» **SET TASK**: Repeat all the material exactly; pictures stay out of your copy.

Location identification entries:
################
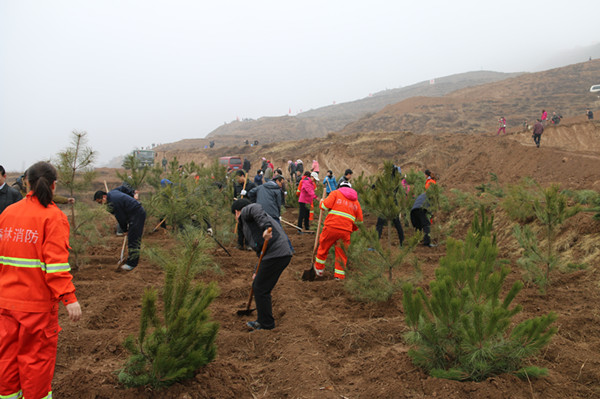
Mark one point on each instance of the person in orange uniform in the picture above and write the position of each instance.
(430, 178)
(34, 278)
(344, 211)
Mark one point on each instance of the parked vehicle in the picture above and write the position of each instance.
(231, 163)
(146, 157)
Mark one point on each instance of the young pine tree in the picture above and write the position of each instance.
(171, 348)
(371, 279)
(551, 212)
(75, 172)
(462, 330)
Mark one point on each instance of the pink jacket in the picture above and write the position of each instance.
(315, 167)
(307, 193)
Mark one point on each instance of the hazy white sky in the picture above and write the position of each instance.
(133, 73)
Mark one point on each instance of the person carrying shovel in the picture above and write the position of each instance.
(131, 217)
(258, 228)
(344, 211)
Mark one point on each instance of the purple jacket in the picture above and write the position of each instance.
(307, 194)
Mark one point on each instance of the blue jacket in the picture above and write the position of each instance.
(330, 184)
(269, 196)
(124, 207)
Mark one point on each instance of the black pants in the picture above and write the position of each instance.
(303, 215)
(396, 222)
(268, 274)
(419, 220)
(134, 237)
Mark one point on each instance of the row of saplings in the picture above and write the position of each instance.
(461, 330)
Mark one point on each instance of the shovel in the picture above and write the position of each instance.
(310, 274)
(123, 259)
(248, 311)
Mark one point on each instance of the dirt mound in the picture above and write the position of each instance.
(477, 109)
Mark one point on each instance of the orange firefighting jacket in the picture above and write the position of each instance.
(344, 209)
(34, 257)
(429, 182)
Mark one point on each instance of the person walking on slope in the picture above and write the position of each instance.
(502, 122)
(346, 178)
(420, 218)
(130, 215)
(315, 166)
(305, 199)
(329, 182)
(538, 129)
(8, 195)
(381, 220)
(544, 118)
(430, 178)
(34, 278)
(256, 222)
(240, 190)
(344, 211)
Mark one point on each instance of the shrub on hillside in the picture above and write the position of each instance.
(550, 212)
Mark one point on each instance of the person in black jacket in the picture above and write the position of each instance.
(276, 258)
(131, 217)
(419, 218)
(8, 195)
(240, 190)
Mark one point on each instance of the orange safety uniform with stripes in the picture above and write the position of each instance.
(344, 211)
(34, 277)
(429, 182)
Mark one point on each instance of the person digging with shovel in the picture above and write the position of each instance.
(277, 255)
(131, 217)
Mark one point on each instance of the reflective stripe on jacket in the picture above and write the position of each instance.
(344, 209)
(34, 257)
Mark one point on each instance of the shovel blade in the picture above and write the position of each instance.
(245, 312)
(309, 275)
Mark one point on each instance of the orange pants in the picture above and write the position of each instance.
(328, 238)
(27, 353)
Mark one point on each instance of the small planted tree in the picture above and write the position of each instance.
(171, 348)
(371, 278)
(75, 173)
(463, 329)
(551, 213)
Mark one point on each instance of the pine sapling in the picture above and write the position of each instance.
(171, 348)
(462, 329)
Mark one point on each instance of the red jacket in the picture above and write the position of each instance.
(34, 257)
(344, 209)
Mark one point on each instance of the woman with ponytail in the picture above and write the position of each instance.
(34, 278)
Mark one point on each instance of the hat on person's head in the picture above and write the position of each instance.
(99, 194)
(238, 205)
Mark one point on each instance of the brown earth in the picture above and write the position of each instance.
(326, 344)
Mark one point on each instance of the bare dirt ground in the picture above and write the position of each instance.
(327, 345)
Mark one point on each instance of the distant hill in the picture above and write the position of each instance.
(319, 122)
(476, 109)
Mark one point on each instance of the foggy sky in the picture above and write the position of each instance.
(133, 73)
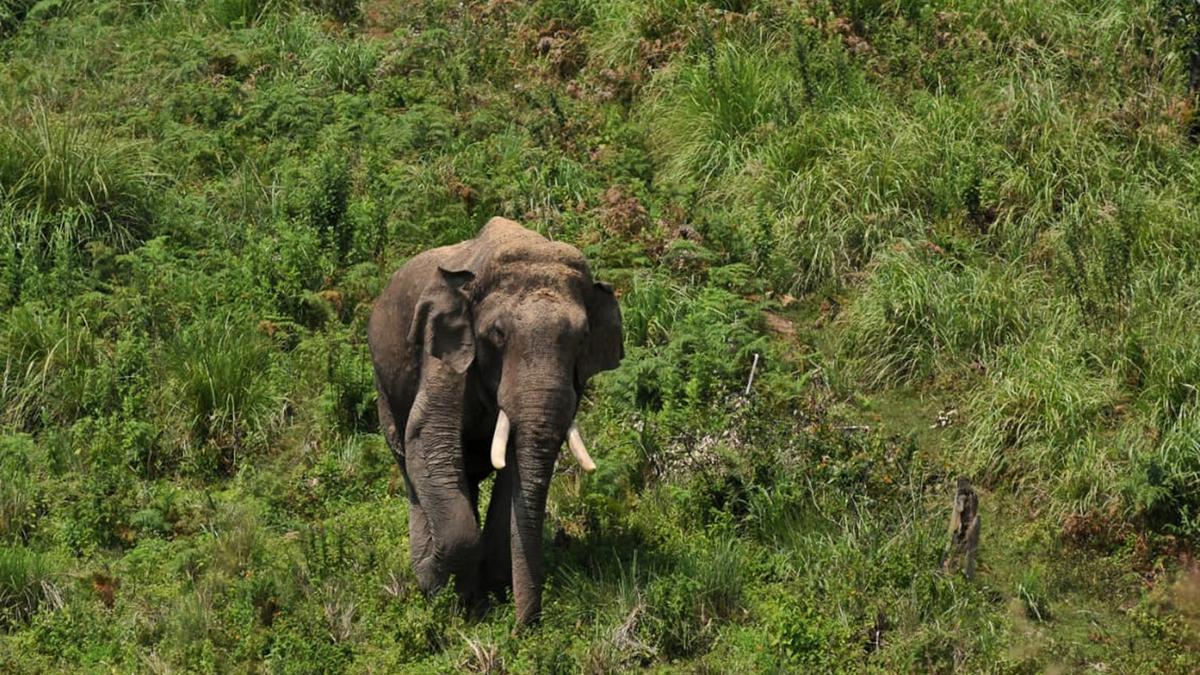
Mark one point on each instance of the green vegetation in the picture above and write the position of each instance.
(961, 237)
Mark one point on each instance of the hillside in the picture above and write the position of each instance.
(947, 238)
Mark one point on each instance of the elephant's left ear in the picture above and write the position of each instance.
(604, 347)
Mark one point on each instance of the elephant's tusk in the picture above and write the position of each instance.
(501, 440)
(579, 449)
################
» **SOLUTION**:
Mark one point on each instance of the person in orange uniform in the picture above and write the position of each instance.
(430, 178)
(34, 278)
(344, 211)
Mark one point on each instance of the parked vehicle in the picture above and write the position of each instance.
(231, 163)
(146, 157)
Mark one point on each instance of the young pine tree in the picture above and write the position of each instance.
(171, 348)
(371, 279)
(551, 212)
(75, 172)
(462, 330)
Mark one point on each instance of the pink jacket in the picture above and write the position of each instance.
(315, 167)
(307, 193)
Mark one point on each instance of the hazy white sky in the picture above and write the position of each instance.
(133, 73)
Mark one point on each instance of the person carrying shovel in the picture above and write the position of each instance.
(131, 217)
(258, 228)
(344, 211)
Mark one point on each instance of the purple jacket in the picture above and write the position of each instance.
(307, 194)
Mark one point on each instance of the blue jacket in the picture above and write the position of each instance.
(330, 184)
(269, 196)
(124, 207)
Mark one point on each instance of the black pants in the picture above and write the position of each instance.
(303, 215)
(396, 222)
(268, 274)
(419, 220)
(134, 237)
Mark one point on each instance of the row of saplings in the picture above and write the position of each instance.
(461, 330)
Mark one point on each instance of the shovel in the picture above and write the position of each instance.
(310, 274)
(123, 259)
(248, 311)
Mark one point on each instance of the dirt mound in the picture above and write the position of each instance.
(477, 109)
Mark one point on each instance of the orange firefighting jacket in the picture above and write the position of each instance.
(344, 209)
(34, 257)
(429, 182)
Mark one point on each instance of the person walking on slope in the picture above and write the position of each instance.
(502, 122)
(346, 178)
(420, 218)
(130, 215)
(315, 166)
(305, 199)
(329, 182)
(538, 129)
(8, 195)
(381, 220)
(544, 118)
(430, 178)
(34, 278)
(256, 222)
(240, 190)
(344, 211)
Mark one point on each instance of the shrub on hillside in the picture above and write the position of each instance.
(550, 212)
Mark one point on each instance of the person in black jacket in the picture above and write the position of each instance.
(276, 258)
(131, 217)
(419, 218)
(8, 195)
(240, 190)
Mark one point on each instance of the orange safety uniform with stripes in the picture above and write the position of each instance.
(344, 211)
(34, 277)
(429, 182)
Mark one point on each instance of the person digging with shovel in the picture above and write the position of each instance.
(277, 255)
(131, 217)
Mark one point on each instance of the reflective stripe on jacket in the picture above and write the position of each instance.
(344, 209)
(34, 257)
Mark one point on each instance of the shovel blade in the picture above and write the position of each instance.
(245, 312)
(309, 275)
Mark one point on each instance of the orange pants in the picture above and write the position of each instance.
(328, 238)
(27, 353)
Mark one point on each instance of the small planted tree in the picture above and write the position of each instance.
(171, 348)
(371, 278)
(75, 173)
(463, 329)
(551, 213)
Mark one point on each instance of the pine sapling in the picture above and write the position of each instance.
(171, 348)
(462, 329)
Mark one point on each instance of the red jacket in the picture above and write the position of each instance.
(34, 257)
(344, 209)
Mark one point on each instance of the woman with ponytail in the picture above and write the position of each instance.
(34, 278)
Mark one point on each instance of the hat on person's head in the picture above and write the position of each instance.
(99, 194)
(238, 205)
Mark one point on each instance of the brown earth in the picture above and write the position of each instance.
(326, 344)
Mark one point on each instance of the bare dirt ground in the picture above and write the position of each instance.
(327, 345)
Mark one point on each instance of the distant hill in the picture above and write the position of each instance.
(319, 122)
(476, 109)
Mark one point on each instance of the foggy sky in the picture above and write the position of each instance.
(133, 73)
Mark one point on each instance of the green vegetation in the picture above and write the position of each instance.
(961, 237)
Mark one point on each instance of the hillside in the picture above and write the position of each instance.
(947, 238)
Mark one point on each instance of the elephant's left ear in the picture above and write the position of each instance.
(604, 347)
Mark one point on each instance of the elephant's tusk in the picture above and write the position of each instance.
(501, 440)
(579, 449)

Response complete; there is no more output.